**Required work**
Rewrite the lines from the one containing "72L170 3L153 0V137L221" through the one containing "positive clicks: (179, 138)", inclusive, as a Markdown table with the columns Row and Line. Leave out any blank lines.
*** Block opens ***
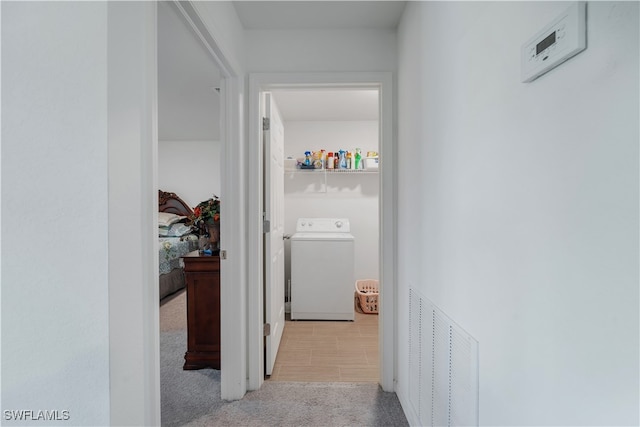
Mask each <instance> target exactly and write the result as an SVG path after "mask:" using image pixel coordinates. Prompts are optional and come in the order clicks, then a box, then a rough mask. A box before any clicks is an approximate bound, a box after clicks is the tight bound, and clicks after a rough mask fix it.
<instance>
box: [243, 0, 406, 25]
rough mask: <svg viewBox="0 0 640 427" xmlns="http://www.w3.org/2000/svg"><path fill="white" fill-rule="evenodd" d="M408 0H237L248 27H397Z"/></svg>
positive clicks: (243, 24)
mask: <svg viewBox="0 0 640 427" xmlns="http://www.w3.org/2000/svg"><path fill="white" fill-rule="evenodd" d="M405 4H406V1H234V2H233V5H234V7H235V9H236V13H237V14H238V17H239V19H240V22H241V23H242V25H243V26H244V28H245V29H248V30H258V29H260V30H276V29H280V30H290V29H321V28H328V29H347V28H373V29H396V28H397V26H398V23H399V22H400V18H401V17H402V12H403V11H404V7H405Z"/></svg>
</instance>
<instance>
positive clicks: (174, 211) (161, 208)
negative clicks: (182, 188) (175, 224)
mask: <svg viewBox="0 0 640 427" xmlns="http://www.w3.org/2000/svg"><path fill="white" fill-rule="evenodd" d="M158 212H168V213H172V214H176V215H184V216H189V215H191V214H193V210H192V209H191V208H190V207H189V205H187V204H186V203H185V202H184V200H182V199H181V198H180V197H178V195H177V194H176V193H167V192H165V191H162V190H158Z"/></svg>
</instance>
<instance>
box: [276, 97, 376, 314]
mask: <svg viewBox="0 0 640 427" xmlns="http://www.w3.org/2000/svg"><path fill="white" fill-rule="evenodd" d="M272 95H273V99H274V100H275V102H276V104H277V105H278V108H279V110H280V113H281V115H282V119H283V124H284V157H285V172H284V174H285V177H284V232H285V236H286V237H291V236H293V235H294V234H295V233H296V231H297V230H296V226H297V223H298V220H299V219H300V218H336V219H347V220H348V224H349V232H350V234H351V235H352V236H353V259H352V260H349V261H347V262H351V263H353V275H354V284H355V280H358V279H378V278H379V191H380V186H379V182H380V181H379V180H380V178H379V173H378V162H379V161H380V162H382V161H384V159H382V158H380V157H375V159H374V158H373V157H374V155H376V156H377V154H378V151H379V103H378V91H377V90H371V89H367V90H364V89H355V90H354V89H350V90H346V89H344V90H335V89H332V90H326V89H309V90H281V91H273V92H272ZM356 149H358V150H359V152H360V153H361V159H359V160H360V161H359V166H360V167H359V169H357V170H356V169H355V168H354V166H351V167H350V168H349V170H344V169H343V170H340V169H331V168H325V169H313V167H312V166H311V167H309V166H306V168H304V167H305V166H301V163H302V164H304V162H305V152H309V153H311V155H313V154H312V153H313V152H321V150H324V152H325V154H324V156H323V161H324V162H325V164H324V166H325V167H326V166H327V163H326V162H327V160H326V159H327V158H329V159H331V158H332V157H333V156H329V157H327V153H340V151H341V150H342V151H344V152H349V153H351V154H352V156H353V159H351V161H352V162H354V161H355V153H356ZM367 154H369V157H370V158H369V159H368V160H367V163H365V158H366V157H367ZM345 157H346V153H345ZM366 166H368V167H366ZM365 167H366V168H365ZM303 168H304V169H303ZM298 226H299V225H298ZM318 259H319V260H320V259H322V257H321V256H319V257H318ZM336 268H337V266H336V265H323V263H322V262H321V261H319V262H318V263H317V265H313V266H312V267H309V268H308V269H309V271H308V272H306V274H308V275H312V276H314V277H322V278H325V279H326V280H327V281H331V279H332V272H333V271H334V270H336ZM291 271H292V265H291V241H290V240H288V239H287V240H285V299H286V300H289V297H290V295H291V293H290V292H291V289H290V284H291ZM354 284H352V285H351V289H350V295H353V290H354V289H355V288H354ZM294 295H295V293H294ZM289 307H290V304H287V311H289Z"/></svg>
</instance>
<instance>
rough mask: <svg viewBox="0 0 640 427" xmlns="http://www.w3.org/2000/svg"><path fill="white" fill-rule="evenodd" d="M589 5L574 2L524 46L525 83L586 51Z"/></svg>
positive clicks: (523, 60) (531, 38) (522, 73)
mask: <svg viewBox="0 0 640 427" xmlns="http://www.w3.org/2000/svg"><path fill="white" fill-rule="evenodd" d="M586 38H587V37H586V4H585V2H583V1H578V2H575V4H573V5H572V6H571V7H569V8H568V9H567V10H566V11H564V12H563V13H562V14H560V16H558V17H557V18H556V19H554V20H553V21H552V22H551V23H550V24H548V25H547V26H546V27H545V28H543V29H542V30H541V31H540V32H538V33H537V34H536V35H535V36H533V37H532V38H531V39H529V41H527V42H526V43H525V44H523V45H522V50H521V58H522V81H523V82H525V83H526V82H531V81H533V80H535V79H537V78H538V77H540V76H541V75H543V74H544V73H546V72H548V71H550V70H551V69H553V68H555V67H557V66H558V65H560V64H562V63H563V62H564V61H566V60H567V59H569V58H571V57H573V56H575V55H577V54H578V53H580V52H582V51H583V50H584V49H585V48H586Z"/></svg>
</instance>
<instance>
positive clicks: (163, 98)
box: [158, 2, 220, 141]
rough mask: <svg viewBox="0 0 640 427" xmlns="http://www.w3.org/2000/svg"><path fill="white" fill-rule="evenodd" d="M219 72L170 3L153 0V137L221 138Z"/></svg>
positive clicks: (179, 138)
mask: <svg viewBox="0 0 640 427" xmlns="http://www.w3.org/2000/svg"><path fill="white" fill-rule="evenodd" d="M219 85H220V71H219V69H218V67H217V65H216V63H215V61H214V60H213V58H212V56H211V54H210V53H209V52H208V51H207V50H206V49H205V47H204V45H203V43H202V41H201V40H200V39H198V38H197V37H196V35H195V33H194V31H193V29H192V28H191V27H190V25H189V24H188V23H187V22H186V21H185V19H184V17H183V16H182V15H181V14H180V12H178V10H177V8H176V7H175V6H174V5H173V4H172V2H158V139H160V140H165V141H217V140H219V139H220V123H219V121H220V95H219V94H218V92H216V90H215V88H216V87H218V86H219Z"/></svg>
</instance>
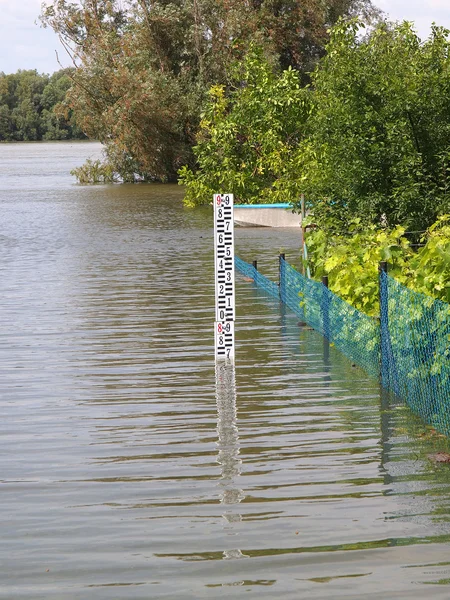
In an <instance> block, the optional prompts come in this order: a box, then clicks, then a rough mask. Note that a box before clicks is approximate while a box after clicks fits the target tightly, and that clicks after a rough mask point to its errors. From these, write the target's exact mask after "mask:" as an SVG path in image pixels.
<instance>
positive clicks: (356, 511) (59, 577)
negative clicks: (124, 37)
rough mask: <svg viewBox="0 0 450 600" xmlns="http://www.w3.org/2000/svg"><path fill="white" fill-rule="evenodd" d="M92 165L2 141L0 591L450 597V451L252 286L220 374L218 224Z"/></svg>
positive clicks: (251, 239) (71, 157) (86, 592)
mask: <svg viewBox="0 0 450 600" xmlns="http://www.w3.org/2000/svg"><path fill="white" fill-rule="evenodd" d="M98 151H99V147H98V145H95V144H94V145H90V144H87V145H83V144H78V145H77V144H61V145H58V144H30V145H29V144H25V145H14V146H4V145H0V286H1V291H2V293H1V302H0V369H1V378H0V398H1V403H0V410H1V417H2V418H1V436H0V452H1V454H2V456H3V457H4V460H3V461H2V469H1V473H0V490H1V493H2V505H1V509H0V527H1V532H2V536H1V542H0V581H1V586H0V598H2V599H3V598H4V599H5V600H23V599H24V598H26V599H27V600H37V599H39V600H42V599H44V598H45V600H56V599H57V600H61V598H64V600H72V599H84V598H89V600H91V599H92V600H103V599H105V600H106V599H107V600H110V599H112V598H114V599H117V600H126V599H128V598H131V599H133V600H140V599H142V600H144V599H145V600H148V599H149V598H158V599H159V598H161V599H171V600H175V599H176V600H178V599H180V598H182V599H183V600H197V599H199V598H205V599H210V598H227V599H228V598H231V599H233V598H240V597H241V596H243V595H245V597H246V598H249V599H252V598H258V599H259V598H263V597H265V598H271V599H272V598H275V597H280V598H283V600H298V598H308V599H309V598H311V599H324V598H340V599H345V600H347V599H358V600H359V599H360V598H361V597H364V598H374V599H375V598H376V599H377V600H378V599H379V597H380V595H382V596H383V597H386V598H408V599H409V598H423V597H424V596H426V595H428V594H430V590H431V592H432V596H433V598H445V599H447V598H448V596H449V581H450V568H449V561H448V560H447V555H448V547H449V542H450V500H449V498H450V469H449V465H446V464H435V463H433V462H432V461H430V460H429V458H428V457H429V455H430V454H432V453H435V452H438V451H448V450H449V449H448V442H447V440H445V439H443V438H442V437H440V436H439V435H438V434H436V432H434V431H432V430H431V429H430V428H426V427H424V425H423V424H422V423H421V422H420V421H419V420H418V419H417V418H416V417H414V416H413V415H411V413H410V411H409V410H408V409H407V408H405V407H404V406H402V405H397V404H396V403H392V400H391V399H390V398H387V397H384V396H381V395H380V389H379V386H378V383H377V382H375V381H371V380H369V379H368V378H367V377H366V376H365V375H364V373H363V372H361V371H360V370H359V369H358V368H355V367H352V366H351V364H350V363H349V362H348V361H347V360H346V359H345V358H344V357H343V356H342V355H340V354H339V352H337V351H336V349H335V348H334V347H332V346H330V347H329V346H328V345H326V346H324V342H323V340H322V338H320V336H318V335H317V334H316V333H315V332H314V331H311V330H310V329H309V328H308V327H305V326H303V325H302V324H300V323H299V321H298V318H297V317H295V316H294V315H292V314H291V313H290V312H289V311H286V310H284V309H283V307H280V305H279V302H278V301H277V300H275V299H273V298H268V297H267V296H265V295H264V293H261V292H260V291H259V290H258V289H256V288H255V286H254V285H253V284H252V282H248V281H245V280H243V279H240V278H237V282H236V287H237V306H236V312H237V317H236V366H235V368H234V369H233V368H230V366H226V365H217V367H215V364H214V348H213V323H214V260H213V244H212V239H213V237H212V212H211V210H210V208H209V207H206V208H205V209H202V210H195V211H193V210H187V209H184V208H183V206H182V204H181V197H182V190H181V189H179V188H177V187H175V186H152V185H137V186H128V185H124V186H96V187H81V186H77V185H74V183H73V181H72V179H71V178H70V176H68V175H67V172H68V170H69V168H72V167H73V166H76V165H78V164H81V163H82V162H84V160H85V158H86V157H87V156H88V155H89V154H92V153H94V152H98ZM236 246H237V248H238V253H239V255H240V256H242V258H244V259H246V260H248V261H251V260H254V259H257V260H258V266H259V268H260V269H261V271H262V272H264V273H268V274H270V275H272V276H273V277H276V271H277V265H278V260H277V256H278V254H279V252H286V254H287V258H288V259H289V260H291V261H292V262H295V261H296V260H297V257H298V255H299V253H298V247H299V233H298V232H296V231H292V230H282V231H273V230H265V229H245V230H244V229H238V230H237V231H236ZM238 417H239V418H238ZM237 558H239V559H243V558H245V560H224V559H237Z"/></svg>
*** Block closes ***
**Output of the task**
| Row | Line |
|---|---|
| 1 | rough mask: <svg viewBox="0 0 640 427" xmlns="http://www.w3.org/2000/svg"><path fill="white" fill-rule="evenodd" d="M219 72L170 3L153 0V137L221 138Z"/></svg> |
| 2 | positive clicks: (179, 138) |